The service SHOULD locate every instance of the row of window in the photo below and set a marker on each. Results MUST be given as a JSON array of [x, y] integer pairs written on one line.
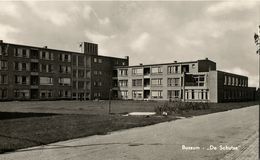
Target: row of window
[[3, 51], [154, 82], [236, 94], [171, 94], [81, 73], [3, 79], [79, 84], [3, 65], [154, 70], [235, 81]]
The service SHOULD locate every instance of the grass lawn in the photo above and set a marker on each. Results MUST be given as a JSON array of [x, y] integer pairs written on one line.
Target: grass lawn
[[74, 119]]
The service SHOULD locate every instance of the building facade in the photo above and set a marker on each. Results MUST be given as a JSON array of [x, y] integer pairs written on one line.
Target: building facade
[[195, 81], [40, 73], [35, 73]]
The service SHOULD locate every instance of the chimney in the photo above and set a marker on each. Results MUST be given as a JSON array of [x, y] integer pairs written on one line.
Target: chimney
[[89, 48]]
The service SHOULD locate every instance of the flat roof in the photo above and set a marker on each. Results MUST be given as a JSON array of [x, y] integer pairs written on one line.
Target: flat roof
[[58, 50]]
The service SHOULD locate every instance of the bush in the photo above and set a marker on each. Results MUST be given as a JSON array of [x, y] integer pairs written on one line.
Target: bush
[[176, 107]]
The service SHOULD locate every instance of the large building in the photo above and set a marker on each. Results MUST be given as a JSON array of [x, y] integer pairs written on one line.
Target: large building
[[40, 73], [195, 81]]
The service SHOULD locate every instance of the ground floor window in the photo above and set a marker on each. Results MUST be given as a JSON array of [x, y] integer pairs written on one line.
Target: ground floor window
[[21, 93], [124, 94], [3, 93], [137, 94], [157, 94], [46, 93], [173, 94]]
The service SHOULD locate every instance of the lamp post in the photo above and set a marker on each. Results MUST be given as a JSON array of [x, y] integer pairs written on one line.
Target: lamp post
[[109, 104], [257, 42]]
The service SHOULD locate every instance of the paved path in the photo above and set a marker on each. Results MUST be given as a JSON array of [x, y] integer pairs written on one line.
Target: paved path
[[236, 128]]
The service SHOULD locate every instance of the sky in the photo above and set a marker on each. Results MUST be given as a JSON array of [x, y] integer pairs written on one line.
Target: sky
[[147, 32]]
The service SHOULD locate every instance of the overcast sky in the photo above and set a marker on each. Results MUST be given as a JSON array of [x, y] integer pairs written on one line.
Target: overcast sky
[[148, 32]]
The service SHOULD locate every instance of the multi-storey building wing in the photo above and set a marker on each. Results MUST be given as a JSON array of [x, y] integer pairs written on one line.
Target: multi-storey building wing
[[40, 73], [186, 81], [35, 73]]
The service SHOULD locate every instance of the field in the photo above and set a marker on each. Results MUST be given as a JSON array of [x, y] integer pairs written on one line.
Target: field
[[44, 122]]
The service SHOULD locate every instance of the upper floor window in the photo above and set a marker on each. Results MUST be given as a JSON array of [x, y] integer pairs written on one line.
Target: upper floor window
[[3, 51], [46, 55], [21, 80], [123, 83], [137, 82], [173, 69], [173, 81], [156, 81], [123, 72], [46, 81], [21, 66], [156, 70], [65, 57], [65, 69], [65, 81], [21, 52], [156, 94], [137, 71], [3, 65], [3, 79]]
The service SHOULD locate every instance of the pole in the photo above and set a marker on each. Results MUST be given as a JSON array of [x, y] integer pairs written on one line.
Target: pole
[[109, 104]]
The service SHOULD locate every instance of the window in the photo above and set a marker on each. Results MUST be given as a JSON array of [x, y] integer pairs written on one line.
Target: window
[[21, 80], [97, 94], [21, 93], [173, 94], [137, 71], [3, 93], [137, 94], [46, 81], [156, 70], [46, 94], [3, 79], [81, 61], [81, 73], [64, 93], [173, 69], [173, 82], [65, 69], [81, 84], [123, 83], [124, 94], [156, 94], [137, 82], [3, 65], [122, 72], [225, 80], [65, 81], [156, 82], [229, 80]]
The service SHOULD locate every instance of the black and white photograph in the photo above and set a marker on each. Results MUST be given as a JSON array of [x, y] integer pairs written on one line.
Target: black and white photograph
[[129, 80]]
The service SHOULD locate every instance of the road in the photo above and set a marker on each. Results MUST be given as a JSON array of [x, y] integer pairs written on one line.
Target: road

◆ Problem
Copy the lines of the rows word for word, starting at the line that contains "The service SHOULD locate every instance of the multi-storey" and ending after the line that contains "[[40, 73], [186, 81], [35, 73]]".

◆ Written reply
The service SHOULD locate every instance of the multi-storey building wing in the photo above and set a marker on each. Results MUST be given as a JSON array of [x, y] integer pairs written on one line.
Target: multi-storey building wing
[[40, 73], [186, 81], [35, 73]]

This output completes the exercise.